Thursday, April 4, 2013

Best Song Ever: April 2013 (Round 1)

I've been going a little stir crazy lately. The little elves inside my brain that write my reviews have been fatigued since the new year: despite being flush with great new releases by the likes of Hollerado and David Bowie, not to mention finally getting into Husker Du, it's a little tough getting anything going, as far as writing for this site. I'm reluctant to return to the grind. Then an idea hit me. A really stupid idea, but maybe a fun one.

About a year ago, the entertainment site Vulture ran a series of articles designed to determine the best TV drama of the past 20 years. They used a tournament bracket setup and a panel of esteemed judges. It made for a really entertaining bunch of articles. Every now and again I have thought it might be interesting to find a way to incorporate something like that into SOTW.

So what has happened is that I had iTunes select 32 random tunes from my (active/checked) library: some are things I've covered on SOTW, some are my old personal favourites, some are objective classics and some are recent gems. And maybe some suck but I just happen to have them. Although the idea of pitting entertainments against each other is inherently an incorrect way of looking at it (I cannot stress that enough,) I am nakedly admitting that I'm just doing this for shits and giggles. The song that wins this tournament (be thankful I'm not doing full albums) can't possibly be the literal best song ever. By necessity, it's something that I listen to anyway, and I loves me some music so I'm not going to be too harsh on any of these songs. In doing this, hopefully, it will spotlight a lot of great tunes that haven't come up in regular conversation lately. Let's speed through the first half of our opening round:

Tokyo Police Club, "Frankenstein" vs. Japandroids, "Fire's Highway"

Tokyo was one of the first albums I truly, completely loved after starting this blog, and "Frankenstein" is a fantastic closer to that album, acting as a comedown from the jittery, hooky synth-power-pop, with its mellotronic tones and quivering guitars, and that staggering drumbeat. It's very odd that this competition begins with something that wraps up its original album so completely and satisfactorily.

_Written instruction 1:_ In the records, take the lines from the one containing "Guideline: mark the water" through the end of the records, inclusive, and switch "orange coveralls" to "yellow coveralls" wherever it appears there. Give back only those lines, with everything else unchanged.
The records that come next have no connection to the blog post.

_Records to use:_
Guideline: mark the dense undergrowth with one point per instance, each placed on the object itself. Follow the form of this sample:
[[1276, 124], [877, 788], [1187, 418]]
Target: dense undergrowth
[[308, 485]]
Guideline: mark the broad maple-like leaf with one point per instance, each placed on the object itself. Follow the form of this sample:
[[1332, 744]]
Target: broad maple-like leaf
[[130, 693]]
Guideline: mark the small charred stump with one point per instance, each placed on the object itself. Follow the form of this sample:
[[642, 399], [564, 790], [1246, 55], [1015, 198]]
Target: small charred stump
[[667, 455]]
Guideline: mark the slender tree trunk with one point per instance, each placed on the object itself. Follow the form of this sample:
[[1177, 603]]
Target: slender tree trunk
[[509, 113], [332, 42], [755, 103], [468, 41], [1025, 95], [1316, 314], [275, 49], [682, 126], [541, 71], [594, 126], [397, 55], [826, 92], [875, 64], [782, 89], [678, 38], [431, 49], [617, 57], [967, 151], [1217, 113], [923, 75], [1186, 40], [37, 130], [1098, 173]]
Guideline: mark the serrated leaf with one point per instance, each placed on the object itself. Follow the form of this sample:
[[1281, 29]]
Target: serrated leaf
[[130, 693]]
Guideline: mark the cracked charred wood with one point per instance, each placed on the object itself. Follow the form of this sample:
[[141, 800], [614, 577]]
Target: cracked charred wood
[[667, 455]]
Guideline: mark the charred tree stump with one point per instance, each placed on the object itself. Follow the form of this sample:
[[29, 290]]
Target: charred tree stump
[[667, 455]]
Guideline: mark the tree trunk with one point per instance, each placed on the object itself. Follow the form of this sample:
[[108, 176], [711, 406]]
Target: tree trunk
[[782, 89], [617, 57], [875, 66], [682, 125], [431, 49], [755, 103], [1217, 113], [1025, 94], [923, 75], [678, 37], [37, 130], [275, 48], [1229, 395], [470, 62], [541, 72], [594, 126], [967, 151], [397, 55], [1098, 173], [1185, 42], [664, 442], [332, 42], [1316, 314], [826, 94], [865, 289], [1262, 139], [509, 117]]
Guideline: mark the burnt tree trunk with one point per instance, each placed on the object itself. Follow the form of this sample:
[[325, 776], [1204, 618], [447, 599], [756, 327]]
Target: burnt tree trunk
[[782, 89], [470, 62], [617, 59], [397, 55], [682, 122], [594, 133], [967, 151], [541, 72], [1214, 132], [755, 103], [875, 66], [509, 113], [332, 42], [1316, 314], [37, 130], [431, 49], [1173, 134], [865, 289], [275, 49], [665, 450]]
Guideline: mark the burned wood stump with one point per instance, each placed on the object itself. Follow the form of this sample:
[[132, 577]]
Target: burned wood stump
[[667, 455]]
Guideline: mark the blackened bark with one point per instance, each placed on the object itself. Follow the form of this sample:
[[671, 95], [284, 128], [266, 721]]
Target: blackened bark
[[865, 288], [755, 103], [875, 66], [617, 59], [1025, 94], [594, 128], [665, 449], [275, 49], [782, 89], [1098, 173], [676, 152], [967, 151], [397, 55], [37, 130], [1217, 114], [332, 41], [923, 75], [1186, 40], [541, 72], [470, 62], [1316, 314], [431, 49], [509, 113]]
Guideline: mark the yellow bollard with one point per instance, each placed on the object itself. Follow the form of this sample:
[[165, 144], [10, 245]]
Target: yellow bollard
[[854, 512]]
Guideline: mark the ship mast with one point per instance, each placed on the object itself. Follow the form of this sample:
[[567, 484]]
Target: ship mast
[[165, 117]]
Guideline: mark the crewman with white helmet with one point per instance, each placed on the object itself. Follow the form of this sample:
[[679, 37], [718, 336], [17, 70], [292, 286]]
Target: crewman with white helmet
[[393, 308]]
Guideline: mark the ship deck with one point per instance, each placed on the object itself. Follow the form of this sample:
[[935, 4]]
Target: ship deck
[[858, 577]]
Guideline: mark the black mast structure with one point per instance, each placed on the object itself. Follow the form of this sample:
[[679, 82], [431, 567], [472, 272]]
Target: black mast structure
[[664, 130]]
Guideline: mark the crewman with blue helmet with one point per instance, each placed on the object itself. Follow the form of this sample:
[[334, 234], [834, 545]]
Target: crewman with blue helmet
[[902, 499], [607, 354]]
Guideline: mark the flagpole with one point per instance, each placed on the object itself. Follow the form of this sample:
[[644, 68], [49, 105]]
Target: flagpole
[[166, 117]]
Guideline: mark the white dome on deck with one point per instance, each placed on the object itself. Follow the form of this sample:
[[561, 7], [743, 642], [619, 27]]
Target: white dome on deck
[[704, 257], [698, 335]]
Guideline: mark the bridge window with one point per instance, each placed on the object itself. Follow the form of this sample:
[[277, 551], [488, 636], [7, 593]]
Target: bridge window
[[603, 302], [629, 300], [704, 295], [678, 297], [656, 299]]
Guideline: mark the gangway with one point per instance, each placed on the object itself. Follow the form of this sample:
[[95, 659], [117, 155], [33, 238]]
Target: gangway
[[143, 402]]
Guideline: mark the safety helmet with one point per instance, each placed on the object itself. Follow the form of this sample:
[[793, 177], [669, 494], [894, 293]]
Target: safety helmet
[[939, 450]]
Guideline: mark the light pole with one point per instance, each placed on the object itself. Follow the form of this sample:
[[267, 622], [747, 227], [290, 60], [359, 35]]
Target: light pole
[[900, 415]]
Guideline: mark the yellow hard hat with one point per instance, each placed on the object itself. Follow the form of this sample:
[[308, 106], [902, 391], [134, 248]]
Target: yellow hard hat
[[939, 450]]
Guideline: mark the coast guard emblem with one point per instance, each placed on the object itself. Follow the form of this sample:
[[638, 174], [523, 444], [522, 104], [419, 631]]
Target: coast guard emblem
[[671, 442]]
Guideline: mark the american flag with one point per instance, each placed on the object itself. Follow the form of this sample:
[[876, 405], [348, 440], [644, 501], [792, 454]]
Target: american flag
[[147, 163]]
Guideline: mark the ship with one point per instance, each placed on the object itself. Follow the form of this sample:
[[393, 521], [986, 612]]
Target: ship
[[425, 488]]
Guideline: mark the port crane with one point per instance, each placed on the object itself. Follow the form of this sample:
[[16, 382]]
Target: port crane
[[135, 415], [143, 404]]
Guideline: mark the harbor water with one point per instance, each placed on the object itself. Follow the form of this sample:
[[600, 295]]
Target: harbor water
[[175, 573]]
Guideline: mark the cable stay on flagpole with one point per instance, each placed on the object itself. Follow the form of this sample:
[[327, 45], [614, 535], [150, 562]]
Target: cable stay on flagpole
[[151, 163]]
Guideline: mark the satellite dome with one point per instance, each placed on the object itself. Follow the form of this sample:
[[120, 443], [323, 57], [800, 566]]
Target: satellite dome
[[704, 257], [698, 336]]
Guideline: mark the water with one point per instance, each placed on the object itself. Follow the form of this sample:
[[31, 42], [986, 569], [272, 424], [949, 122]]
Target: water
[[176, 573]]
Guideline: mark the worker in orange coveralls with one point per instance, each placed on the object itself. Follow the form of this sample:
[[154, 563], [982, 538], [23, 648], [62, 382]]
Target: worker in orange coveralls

_Written instruction 2:_ Set down the part of the blog post between "I've been going" and "that into SOTW.", inclusive, word for word.

_Complete answer 1:_
Guideline: mark the water with one point per instance, each placed on the object itself. Follow the form of this sample:
[[31, 42], [986, 569], [272, 424], [949, 122]]
Target: water
[[176, 573]]
Guideline: mark the worker in yellow coveralls with one point per instance, each placed on the object itself. Follow the form of this sample:
[[154, 563], [982, 538], [23, 648], [62, 382]]
Target: worker in yellow coveralls

_Complete answer 2:_
I've been going a little stir crazy lately. The little elves inside my brain that write my reviews have been fatigued since the new year: despite being flush with great new releases by the likes of Hollerado and David Bowie, not to mention finally getting into Husker Du, it's a little tough getting anything going, as far as writing for this site. I'm reluctant to return to the grind. Then an idea hit me. A really stupid idea, but maybe a fun one.

About a year ago, the entertainment site Vulture ran a series of articles designed to determine the best TV drama of the past 20 years. They used a tournament bracket setup and a panel of esteemed judges. It made for a really entertaining bunch of articles. Every now and again I have thought it might be interesting to find a way to incorporate something like that into SOTW.